── Supplied data

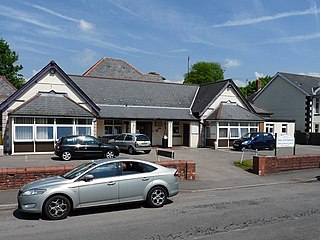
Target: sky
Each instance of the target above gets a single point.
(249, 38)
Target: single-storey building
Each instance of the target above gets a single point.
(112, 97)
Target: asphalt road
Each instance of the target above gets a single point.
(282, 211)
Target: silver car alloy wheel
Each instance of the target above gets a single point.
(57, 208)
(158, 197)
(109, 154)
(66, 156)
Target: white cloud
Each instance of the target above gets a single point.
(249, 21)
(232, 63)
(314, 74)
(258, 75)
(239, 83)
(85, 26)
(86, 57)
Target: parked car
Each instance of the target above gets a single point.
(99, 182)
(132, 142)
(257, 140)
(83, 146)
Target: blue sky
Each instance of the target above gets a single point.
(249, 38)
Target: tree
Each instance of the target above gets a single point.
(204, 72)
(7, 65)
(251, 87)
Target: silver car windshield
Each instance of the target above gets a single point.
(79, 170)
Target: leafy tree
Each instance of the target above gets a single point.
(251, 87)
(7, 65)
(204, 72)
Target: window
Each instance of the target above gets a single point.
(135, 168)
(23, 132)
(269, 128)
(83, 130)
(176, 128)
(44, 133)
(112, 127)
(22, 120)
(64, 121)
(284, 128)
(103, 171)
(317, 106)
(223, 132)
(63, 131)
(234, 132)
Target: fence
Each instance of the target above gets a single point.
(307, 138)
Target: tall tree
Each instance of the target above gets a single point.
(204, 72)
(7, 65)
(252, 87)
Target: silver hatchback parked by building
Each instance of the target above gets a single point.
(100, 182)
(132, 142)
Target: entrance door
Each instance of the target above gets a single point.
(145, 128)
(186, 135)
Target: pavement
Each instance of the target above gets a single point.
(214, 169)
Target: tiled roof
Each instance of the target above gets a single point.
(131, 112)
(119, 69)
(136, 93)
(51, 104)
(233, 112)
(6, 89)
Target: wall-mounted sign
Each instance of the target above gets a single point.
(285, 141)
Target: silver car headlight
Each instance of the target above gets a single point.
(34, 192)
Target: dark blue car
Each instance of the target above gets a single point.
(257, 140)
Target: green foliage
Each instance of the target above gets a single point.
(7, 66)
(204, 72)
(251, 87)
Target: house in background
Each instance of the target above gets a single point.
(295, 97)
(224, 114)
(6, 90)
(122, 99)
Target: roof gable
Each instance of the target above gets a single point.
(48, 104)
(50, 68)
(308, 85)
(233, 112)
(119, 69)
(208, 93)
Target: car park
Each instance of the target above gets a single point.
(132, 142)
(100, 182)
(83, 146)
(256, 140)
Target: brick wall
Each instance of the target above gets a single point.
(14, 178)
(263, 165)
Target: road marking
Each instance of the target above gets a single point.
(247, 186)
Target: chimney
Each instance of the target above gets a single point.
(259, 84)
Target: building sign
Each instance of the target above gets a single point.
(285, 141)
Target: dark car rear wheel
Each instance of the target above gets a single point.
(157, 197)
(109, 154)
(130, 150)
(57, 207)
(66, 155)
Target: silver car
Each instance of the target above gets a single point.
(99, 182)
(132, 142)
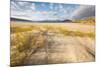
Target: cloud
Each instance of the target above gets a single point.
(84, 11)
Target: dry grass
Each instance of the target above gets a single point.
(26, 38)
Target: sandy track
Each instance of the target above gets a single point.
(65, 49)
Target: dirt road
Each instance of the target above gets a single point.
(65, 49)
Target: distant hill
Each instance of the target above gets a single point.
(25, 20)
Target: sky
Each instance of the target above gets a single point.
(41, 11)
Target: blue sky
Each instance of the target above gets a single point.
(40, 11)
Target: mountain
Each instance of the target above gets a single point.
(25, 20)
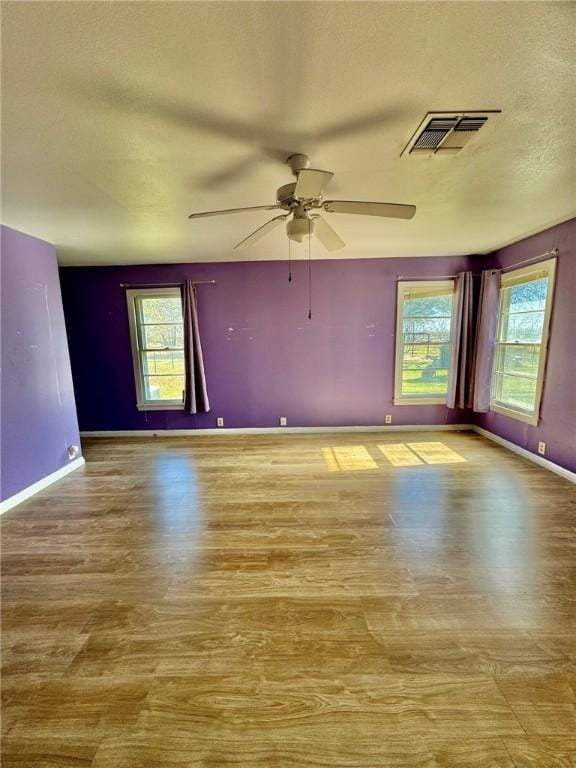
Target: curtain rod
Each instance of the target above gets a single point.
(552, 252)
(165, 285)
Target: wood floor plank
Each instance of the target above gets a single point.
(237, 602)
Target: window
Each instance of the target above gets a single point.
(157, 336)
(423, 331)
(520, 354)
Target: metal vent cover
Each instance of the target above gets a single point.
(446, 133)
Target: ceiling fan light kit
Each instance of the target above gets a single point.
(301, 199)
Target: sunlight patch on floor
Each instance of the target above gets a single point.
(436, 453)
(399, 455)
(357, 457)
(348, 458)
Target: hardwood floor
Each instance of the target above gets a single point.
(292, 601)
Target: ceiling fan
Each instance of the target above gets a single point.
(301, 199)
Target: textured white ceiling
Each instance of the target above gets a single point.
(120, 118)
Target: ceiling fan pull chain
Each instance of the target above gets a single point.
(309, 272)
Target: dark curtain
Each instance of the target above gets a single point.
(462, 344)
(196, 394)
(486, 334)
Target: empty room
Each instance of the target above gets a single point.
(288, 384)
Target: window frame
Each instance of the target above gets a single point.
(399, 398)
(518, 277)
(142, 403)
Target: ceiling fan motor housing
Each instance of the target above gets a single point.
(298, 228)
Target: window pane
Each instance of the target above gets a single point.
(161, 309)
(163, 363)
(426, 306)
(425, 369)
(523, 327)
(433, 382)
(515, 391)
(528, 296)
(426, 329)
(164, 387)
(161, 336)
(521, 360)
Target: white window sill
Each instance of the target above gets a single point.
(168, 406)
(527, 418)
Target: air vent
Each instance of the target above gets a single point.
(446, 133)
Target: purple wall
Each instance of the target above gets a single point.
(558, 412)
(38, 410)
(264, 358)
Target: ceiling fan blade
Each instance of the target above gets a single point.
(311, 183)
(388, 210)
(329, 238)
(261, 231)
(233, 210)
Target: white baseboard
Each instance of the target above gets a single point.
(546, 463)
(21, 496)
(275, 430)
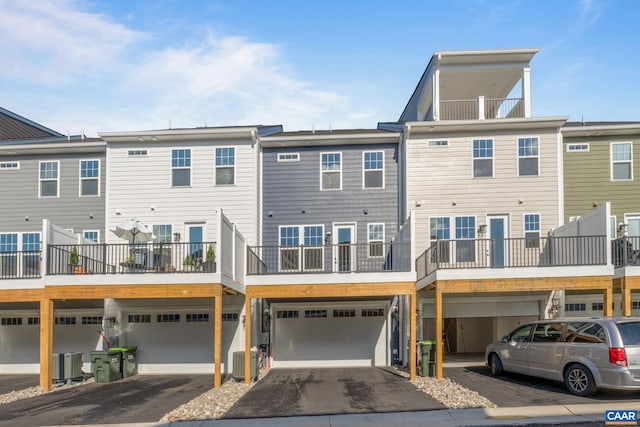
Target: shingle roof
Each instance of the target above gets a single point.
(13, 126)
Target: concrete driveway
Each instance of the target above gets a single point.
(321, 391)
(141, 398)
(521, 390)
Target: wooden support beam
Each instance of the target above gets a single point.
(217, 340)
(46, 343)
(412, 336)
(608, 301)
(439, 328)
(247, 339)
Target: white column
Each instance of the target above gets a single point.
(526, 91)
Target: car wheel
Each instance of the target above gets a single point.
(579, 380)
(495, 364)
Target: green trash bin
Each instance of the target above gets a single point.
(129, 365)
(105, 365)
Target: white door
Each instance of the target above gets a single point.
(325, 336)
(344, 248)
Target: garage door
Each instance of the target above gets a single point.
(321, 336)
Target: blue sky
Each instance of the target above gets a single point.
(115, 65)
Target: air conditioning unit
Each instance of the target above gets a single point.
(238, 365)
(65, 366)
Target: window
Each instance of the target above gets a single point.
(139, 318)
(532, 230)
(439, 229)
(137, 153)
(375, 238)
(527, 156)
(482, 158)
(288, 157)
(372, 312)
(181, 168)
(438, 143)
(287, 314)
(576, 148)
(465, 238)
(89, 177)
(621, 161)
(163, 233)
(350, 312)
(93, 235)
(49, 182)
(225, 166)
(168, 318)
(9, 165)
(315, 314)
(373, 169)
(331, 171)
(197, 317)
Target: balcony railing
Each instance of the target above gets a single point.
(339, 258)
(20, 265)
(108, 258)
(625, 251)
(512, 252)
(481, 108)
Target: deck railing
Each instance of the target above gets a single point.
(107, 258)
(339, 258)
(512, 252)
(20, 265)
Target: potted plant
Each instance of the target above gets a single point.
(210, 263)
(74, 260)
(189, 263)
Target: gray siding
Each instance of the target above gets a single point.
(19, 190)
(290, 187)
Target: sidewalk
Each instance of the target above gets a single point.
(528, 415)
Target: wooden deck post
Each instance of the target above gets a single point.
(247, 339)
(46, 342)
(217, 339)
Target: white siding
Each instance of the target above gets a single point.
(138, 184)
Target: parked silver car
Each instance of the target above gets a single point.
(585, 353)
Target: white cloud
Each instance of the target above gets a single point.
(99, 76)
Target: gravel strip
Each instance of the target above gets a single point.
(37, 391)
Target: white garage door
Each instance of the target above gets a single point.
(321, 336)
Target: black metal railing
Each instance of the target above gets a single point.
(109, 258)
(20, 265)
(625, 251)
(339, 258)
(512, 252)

────
── Supplied data

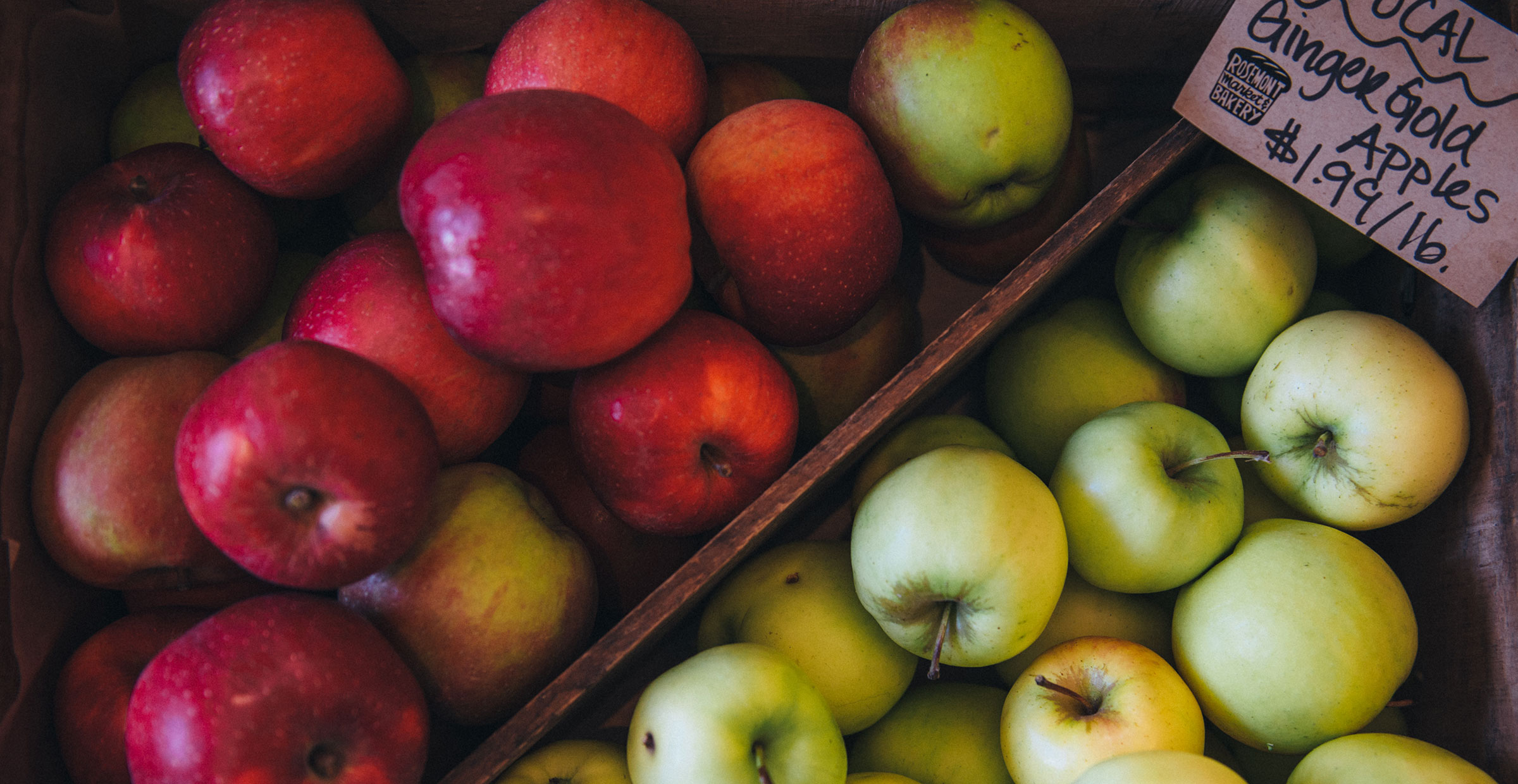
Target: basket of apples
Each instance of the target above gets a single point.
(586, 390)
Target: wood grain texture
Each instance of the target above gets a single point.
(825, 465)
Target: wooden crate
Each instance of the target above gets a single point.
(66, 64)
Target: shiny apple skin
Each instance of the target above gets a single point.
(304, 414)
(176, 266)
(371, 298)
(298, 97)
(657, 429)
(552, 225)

────

*Exercise description*
Look through the data above. Find each line with the string "metal" and copy it.

*Expected answer*
Target: metal vent cover
Target: black metal railing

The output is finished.